Brano estratto =>
....................

L’autopsia eseguita martedì, dai risultati ancora parziali, ha accertato che quando è stata trovata la piccola era morta da non più di 24 ore. Era il sesto giorno di assenza della madre: significa che la sua lenta agonia è durata cinque giorni, in quella casa vuota. Fame, sete, caldo infernale, almeno 35 gradi. Diana si spegneva lentamente e mordeva il cuscino: ci sono i segni dei piccoli morsi, in cerca di un nutrimento che non poteva arrivare. Alessia Pifferi, 37 anni, è in carcere, guardata a vista. Ma non pare essere consapevole della gravità del suo gesto: abbandonare un infante per stare sei giorni nella Bergamasca con un uomo. Appare tranquilla, non piange, l’unica richiesta è quella di andare ai funerali di Diana.

....................

Attività da svolgere 1 => Riformuli come elenco puntato il paragrafo del brano estratto che inizia con «L’autopsia eseguita martedì». Mantenga i fatti principali.
Attività da svolgere 2 => Secondo il brano estratto, quanto è durata l’agonia della bambina?

Dati forniti =>
....................

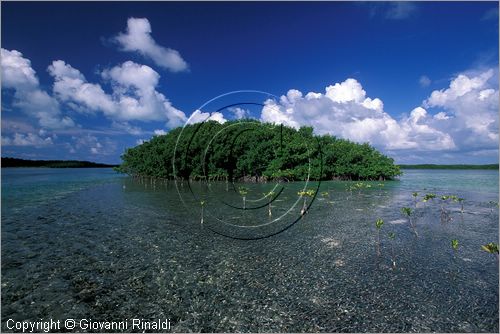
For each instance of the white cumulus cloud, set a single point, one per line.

....................

Soluzione svolta 1 =>
- L’autopsia di martedì, i cui risultati sono ancora parziali, ha accertato che al ritrovamento la piccola Diana era morta da non più di 24 ore.
- Era il sesto giorno di assenza della madre, quindi l’agonia della bambina nella casa vuota è durata cinque giorni.
- Diana ha patito fame, sete e un caldo di almeno 35 gradi. Sul cuscino restano i segni dei suoi piccoli morsi.
- La madre, Alessia Pifferi, 37 anni, è in carcere, guardata a vista.
- Non sembra consapevole della gravità del gesto: ha abbandonato la figlia per stare sei giorni nella Bergamasca con un uomo.
- Appare tranquilla, non piange e chiede soltanto di andare ai funerali di Diana.

Soluzione svolta 2 => Cinque giorni.